Assignment:
Copy the article on Dorothy Hepworth below word for word, from its title through its final sentence.

Selected passage:
==*==
= Dorothy Hepworth =

British painter (1894–1978)

Dorothy Hepworth (left), with Preece, Spencer and Jas Wood (right) at the wedding of Preece and Spencer, 1937

Dorothy Mary Hepworth (30 September 1894 – 8 September 1978) was a British painter and the life partner of Patricia Preece. Hepworth signed Preece's name to many of her own paintings, even after Preece's death.

==Early life==
Hepworth was born in 1894 in Leicester, Leicestershire, the older of two daughters of Adela née Jarvis (1865–1954) and Alfred James Hepworth (1859–1930), the owner of a hosiery warehouse. She also had a younger brother, Eric Pachley Hepworth (1897–1898). She attended the Leicester School of Art from 1912. Hepworth moved on to the Slade School of Fine Art in 1917, where she met Patricia Preece, and from which she graduated with first class honours in 1919. She and Preece became lovers. While still a student, Hepworth began exhibiting her work. After graduation, she spent four years with Preece in Paris, where Hepworth studied at the Académie Colarossi and Preece was a pupil of André Lhote. They returned to England in 1925, where they relocated to Cookham for Hepworth's health. The two received financial help from Hepworth's wealthy father to purchase a house there, but Hepworth's father lost his fortune in the stock market crash of 1929. Hepworth's father died in 1930, and afterwards Hepworth and Preece experienced difficulty making the mortgage payments on their home. Preece and Hepworth were closeted about their relationship as was common at that time, and sometimes claimed to be sisters.
==*==
Information supplied:
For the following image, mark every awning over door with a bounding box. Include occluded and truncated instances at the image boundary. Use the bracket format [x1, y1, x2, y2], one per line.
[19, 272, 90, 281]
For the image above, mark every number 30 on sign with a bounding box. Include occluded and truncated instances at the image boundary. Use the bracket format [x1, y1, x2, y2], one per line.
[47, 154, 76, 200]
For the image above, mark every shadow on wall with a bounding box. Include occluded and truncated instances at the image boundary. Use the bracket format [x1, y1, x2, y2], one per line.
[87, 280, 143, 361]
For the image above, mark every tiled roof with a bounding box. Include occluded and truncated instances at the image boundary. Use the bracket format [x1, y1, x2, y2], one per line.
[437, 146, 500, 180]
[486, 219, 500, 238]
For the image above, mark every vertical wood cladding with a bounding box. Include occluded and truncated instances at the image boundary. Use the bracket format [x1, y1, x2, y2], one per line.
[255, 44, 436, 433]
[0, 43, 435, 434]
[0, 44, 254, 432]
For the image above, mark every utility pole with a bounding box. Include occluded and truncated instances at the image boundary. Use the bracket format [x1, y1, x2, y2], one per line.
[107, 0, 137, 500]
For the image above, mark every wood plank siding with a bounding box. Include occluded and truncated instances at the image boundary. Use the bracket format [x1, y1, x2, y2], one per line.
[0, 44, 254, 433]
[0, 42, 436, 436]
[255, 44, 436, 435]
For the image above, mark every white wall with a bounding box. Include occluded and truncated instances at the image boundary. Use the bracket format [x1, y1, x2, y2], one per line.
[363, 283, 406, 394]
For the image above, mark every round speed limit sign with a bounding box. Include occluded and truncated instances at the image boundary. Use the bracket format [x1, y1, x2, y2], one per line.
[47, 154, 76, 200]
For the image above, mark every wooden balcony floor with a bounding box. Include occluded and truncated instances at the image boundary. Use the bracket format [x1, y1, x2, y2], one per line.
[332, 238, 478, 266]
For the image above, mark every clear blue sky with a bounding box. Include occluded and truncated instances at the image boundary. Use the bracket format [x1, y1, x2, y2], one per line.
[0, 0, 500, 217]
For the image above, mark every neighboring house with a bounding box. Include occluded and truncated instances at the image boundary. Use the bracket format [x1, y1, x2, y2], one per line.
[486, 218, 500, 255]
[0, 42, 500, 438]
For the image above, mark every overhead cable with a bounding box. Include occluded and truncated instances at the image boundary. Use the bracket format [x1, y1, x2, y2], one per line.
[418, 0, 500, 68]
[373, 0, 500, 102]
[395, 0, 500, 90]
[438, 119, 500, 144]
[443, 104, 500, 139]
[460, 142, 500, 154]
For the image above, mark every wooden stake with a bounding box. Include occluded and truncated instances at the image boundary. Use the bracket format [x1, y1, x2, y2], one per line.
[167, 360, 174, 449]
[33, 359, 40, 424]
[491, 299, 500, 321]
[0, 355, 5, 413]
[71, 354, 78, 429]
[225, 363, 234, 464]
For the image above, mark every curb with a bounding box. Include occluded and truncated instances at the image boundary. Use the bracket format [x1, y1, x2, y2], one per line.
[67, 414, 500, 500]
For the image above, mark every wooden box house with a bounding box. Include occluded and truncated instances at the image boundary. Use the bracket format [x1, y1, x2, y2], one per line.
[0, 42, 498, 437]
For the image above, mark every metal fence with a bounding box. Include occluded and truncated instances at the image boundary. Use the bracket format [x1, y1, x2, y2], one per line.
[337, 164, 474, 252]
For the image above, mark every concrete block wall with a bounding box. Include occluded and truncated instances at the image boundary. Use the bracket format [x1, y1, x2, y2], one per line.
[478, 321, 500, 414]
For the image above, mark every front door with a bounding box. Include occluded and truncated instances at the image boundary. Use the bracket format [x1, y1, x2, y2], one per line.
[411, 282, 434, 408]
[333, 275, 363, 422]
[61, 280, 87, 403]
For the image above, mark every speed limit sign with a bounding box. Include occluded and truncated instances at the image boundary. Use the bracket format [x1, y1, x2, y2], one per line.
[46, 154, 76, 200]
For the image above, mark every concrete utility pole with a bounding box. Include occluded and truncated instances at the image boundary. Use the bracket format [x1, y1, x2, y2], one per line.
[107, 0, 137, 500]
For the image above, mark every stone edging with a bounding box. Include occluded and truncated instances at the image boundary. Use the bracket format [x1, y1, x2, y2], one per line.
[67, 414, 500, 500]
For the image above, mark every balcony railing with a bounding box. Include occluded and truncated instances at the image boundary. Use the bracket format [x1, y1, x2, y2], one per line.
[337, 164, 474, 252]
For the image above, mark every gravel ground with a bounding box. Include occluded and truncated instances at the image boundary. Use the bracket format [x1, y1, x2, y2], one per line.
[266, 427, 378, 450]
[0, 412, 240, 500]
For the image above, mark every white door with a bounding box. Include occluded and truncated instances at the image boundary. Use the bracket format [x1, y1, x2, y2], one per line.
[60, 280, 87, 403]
==*==
Answer section:
= Dorothy Hepworth =

British painter (1894–1978)

Dorothy Hepworth (left), with Preece, Spencer and Jas Wood (right) at the wedding of Preece and Spencer, 1937

Dorothy Mary Hepworth (30 September 1894 – 8 September 1978) was a British painter and the life partner of Patricia Preece. Hepworth signed Preece's name to many of her own paintings, even after Preece's death.

==Early life==
Hepworth was born in 1894 in Leicester, Leicestershire, the older of two daughters of Adela née Jarvis (1865–1954) and Alfred James Hepworth (1859–1930), the owner of a hosiery warehouse. She also had a younger brother, Eric Pachley Hepworth (1897–1898). She attended the Leicester School of Art from 1912. Hepworth moved on to the Slade School of Fine Art in 1917, where she met Patricia Preece, and from which she graduated with first class honours in 1919. She and Preece became lovers. While still a student, Hepworth began exhibiting her work. After graduation, she spent four years with Preece in Paris, where Hepworth studied at the Académie Colarossi and Preece was a pupil of André Lhote. They returned to England in 1925, where they relocated to Cookham for Hepworth's health. The two received financial help from Hepworth's wealthy father to purchase a house there, but Hepworth's father lost his fortune in the stock market crash of 1929. Hepworth's father died in 1930, and afterwards Hepworth and Preece experienced difficulty making the mortgage payments on their home. Preece and Hepworth were closeted about their relationship as was common at that time, and sometimes claimed to be sisters.